Repeat all the data below, swapping "planogram checker" for "shelf audit tool" and changing nothing else. Leave out the pictures.

> [INPUT ROWS]
________________________

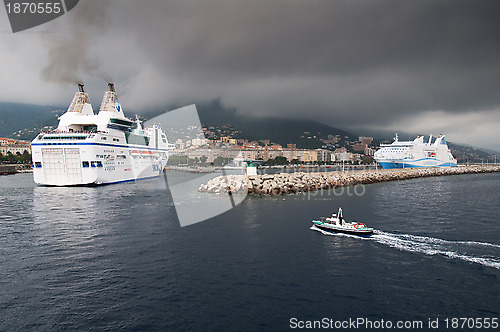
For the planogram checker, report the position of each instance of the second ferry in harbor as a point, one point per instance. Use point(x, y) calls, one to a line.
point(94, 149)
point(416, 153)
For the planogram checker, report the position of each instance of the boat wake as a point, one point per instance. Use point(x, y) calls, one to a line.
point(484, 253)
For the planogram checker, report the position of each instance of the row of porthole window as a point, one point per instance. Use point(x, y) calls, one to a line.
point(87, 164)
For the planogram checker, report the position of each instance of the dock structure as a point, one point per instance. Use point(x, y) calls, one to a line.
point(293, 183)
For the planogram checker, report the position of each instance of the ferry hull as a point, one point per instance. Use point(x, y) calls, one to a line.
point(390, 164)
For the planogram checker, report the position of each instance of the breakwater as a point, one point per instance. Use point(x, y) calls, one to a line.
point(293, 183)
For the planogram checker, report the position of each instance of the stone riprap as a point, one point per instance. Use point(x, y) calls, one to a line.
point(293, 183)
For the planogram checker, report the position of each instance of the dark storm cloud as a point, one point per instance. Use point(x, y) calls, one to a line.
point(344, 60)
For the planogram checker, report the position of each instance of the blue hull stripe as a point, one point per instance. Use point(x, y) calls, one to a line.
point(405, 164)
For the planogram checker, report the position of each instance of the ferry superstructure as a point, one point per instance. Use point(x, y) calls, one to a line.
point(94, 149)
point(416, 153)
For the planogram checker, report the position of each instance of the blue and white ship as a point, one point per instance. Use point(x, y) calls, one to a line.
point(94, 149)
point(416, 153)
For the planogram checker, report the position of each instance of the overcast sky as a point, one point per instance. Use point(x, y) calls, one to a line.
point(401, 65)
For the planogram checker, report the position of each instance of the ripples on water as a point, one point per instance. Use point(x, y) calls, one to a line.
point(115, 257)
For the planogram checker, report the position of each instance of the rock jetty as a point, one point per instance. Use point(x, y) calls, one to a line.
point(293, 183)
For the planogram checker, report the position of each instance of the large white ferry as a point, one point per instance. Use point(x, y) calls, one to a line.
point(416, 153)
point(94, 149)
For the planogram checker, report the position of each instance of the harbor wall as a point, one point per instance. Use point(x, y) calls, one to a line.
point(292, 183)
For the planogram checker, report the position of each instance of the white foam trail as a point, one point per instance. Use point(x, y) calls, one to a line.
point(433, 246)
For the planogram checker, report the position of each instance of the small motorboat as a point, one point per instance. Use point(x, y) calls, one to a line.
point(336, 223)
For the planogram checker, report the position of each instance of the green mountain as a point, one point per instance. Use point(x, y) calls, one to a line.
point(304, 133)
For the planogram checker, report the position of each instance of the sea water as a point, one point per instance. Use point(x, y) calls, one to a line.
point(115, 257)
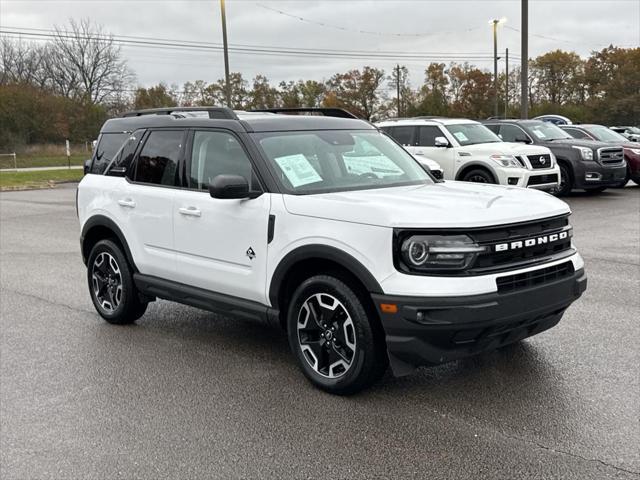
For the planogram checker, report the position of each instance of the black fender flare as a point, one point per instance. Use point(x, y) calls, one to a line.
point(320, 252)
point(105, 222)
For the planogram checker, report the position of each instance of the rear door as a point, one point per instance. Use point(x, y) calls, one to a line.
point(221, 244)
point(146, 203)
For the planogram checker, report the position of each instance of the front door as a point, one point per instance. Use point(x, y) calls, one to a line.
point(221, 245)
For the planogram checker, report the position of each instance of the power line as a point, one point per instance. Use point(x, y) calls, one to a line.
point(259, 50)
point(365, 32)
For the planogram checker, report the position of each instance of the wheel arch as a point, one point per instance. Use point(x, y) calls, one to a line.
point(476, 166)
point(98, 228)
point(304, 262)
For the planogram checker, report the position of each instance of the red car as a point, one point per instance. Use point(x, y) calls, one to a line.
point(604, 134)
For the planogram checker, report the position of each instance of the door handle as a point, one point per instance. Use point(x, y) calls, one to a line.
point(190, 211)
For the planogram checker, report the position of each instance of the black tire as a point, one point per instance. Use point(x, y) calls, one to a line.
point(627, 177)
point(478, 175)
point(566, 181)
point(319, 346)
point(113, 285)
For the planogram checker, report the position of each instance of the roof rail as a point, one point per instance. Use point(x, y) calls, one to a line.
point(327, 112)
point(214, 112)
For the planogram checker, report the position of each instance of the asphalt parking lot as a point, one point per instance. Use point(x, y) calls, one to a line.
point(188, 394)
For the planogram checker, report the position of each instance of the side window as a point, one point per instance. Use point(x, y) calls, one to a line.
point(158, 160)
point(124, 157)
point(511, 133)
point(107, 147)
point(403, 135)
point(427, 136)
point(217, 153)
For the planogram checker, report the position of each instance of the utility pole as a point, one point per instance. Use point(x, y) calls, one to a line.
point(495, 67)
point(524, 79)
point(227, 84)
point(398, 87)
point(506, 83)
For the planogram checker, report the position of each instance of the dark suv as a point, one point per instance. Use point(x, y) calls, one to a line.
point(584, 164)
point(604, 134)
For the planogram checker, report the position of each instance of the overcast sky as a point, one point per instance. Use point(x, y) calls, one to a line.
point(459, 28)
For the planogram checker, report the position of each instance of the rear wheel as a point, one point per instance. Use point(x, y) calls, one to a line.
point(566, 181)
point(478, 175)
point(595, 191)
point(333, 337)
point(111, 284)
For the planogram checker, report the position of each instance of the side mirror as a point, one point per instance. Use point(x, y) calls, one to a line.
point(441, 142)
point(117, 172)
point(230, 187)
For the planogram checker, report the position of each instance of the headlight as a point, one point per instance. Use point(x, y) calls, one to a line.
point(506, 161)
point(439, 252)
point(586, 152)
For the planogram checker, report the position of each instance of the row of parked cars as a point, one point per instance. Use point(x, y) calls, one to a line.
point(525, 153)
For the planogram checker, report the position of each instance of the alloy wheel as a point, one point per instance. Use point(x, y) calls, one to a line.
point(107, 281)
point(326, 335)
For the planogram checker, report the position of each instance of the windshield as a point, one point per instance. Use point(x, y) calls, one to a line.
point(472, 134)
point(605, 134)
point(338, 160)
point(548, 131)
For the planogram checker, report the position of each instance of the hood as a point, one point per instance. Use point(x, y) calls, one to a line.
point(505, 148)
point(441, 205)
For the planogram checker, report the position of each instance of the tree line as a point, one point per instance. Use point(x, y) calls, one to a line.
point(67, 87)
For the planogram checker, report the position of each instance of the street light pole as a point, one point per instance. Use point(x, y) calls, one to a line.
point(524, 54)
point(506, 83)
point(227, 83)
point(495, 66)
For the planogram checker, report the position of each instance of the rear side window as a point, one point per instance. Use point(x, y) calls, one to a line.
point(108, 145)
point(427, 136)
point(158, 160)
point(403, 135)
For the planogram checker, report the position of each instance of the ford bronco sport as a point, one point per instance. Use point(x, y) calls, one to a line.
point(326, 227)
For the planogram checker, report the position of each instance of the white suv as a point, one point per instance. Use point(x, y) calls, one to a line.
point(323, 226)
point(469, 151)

________________________

> [IN RESPONSE]
For the shelf audit tool, report the position of each instance of the second ferry in harbor as a point, one point per instance. Use point(x, y) calls, one to a line.
point(94, 149)
point(416, 153)
For the shelf audit tool, report the position of each instance of the boat wake as a point, one point per instance. Use point(x, y) calls, one to a line.
point(484, 253)
For the shelf audit tool, report the position of each instance of the row of porthole window as a point, one point per instance. Use point(x, y) calls, one to a line.
point(87, 164)
For the shelf audit tool, report the position of each instance of the dock structure as a point, one point per instance. Use point(x, y) calls, one to a line.
point(293, 183)
For the shelf audit tool, report the position of each instance of the ferry hull as a point, one point per instance. Use point(x, y) calls, one to a line.
point(390, 164)
For the shelf audit tool, report the position of each instance of the breakwater as a point, one point per instance. Use point(x, y) calls, one to a line.
point(293, 183)
For the shelf audit tool, report the position of each instance of the stone riprap as a point, one point per instance. Use point(x, y) calls, one to a line.
point(293, 183)
For the shelf audit tool, report the position of each instance of the dark storm cloud as a point, one point per instance. Use point(x, y) calls, one to a line.
point(344, 60)
For the shelf audit tool, report the position of each instance of the blue hull stripe as a point, one point per instance. Use point(x, y) calls, one to a line.
point(405, 164)
For the shelf audit tool, report the position of each instance of the ferry superstructure as a point, one point per instance. Use point(x, y) calls, one to a line.
point(94, 149)
point(416, 153)
For the shelf audit tool, report the position of each instance of the blue and white ship as a point, one point per instance. Use point(x, y) calls, one to a line.
point(94, 149)
point(416, 153)
For the shelf audit tool, report the position of each instance of the overcast sky as a point, one point per instance. Use point(x, y) calls, one to a line.
point(401, 65)
For the shelf audit tool, report the position of each instance of the ripples on water as a point, one point per instance. Use point(x, y) calls, one to a line.
point(115, 257)
For the shelf audit tool, report the position of each instance of the rock jetty as a point, one point per instance. Use point(x, y) calls, one to a line.
point(293, 183)
For the shelf audit tool, report the position of each instance of the large white ferry as a point, one point per instance. Use point(x, y) calls, one to a line.
point(416, 153)
point(94, 149)
For the shelf audit tool, report the position of each instance of the harbor wall as a point, one point per instance. Use point(x, y) calls, one to a line.
point(292, 183)
For the shelf audit tool, report the position of each instance of the white foam trail as a point, one point per instance. Use point(x, y) calls, one to a line.
point(433, 246)
For the shelf audit tool, report the position of each instance of the small motorboat as a point, one point per instance. Use point(x, y) calls, one to a line.
point(336, 223)
For the shelf audit tool, report the position of each instance of the green mountain as a point, one point per instance. Use point(x, y) calls, one to a line.
point(304, 133)
For the shelf audit tool, report the position of each instance of the sea water as a point, one point per instance. Use point(x, y) calls, one to a line.
point(115, 257)
For the shelf audit tool, report the position of each instance of the black fender flare as a point, one point per instance. Use point(x, y) calls, one to a line.
point(320, 252)
point(105, 222)
For the shelf audit tool, report the position of each instance of the rear door as a point, one point per instance. Use point(x, y) calls, one to a line.
point(221, 244)
point(146, 203)
For the shelf audit tool, report the position of each instance of the front door as a point, one point per instance. Use point(x, y) calls, one to a line.
point(221, 245)
For the shelf audit tool, report the position of each instance of the power line as a point, one point per instance. Use point(x, y) calls, one to a line.
point(259, 50)
point(365, 32)
For the shelf audit tool, report the position of each instance of the wheel arch as a point, one point per instance. Use point(x, y) calls, one to a line.
point(476, 166)
point(98, 228)
point(304, 262)
For the shelf audit tool, report the position of each instance of the red car as a point, one point per instance. Use point(x, y) calls, one to a line.
point(604, 134)
For the shelf audit tool, report the position of each instance of the door handle as a point, one point per instance. Use point(x, y) calls, one to a line.
point(190, 211)
For the shelf audit tool, report the position of each instance of the black tire as a point, one point per instance. Use point(x, y) calls, one to a line.
point(627, 177)
point(478, 175)
point(566, 181)
point(319, 346)
point(113, 285)
For the shelf audit tool, report the position of each instance of the roof rail as a point, one point per instance. Use point(x, y) calls, one to a line.
point(327, 112)
point(214, 112)
For the shelf audit tool, report the position of each instance of the asphalt parking lot as a point, one point per instance. Use point(x, y) calls, one to a line.
point(188, 394)
For the shelf audit tool, report the position of each instance of the side window as a point, one point per instance. Use point(x, y) calls, one to a line.
point(158, 160)
point(124, 157)
point(511, 133)
point(107, 147)
point(403, 135)
point(427, 136)
point(217, 153)
For the shelf audit tool, report the position of each instance of the utility pole as a point, one point per instance. Use point(x, y) calls, one to a line.
point(495, 67)
point(524, 79)
point(227, 84)
point(398, 87)
point(506, 83)
For the shelf audit tool, report the position of each instance of the dark suv as a point, one point per instance. Use point(x, y) calls, one to a line.
point(584, 164)
point(604, 134)
For the shelf audit tool, report the position of each instance of the overcast sky as a point, one point per instance. Use point(x, y) calls, one to a line.
point(459, 28)
For the shelf audit tool, report the position of each instance of the rear wheel as a point, one point per instance. Use point(x, y) calls, one to a line.
point(566, 181)
point(478, 175)
point(595, 191)
point(333, 337)
point(111, 284)
For the shelf audit tool, report the position of each instance of the side mirror as a point, one point per instance. Use point(x, y) calls, one to a line.
point(441, 142)
point(117, 172)
point(230, 187)
For the shelf audit tool, report the position of each instance of the headlight as a point, one point per instance. Use point(x, y) calls, one to a line.
point(506, 161)
point(439, 252)
point(586, 152)
For the shelf audit tool, report the position of each instance of the row of parked cars as a point, one point per instance. Use point(x, y) calls, one to a line.
point(525, 153)
For the shelf audit tool, report the position of each instance of the alloy wheel as a point, one point per instance. Use point(x, y) calls, one to a line.
point(107, 281)
point(326, 335)
For the shelf audit tool, report the position of each instance of the windshield as a point, one point per instance. Use point(x, y) calls, one to a line.
point(472, 134)
point(605, 134)
point(338, 160)
point(548, 131)
For the shelf audit tool, report the position of each instance of the hood as a point, one point per instance. Use point(x, y) calls, one to a line.
point(505, 148)
point(441, 205)
For the shelf audit tool, report the position of each instance of the tree line as a point, one point per instance. Use point(x, y) calls, one to a line.
point(67, 87)
For the shelf audit tool, report the position of each instance of the street light pole as a point, one point per instance. Use point(x, y) calls, one to a line.
point(524, 54)
point(506, 83)
point(227, 83)
point(495, 66)
For the shelf audit tool, report the position of each instance of the rear side window as a point, one point per instance. Use point(x, y) calls, one to a line.
point(108, 145)
point(427, 136)
point(158, 160)
point(403, 135)
For the shelf audit tool, report the position of each instance of the ford bronco sport as a point, one point per instance. Use point(x, y) calls, one to a line.
point(326, 227)
For the shelf audit tool, report the position of each instance of the white suv as a point, one point per instance. Use point(x, y) calls, one to a line.
point(323, 226)
point(469, 151)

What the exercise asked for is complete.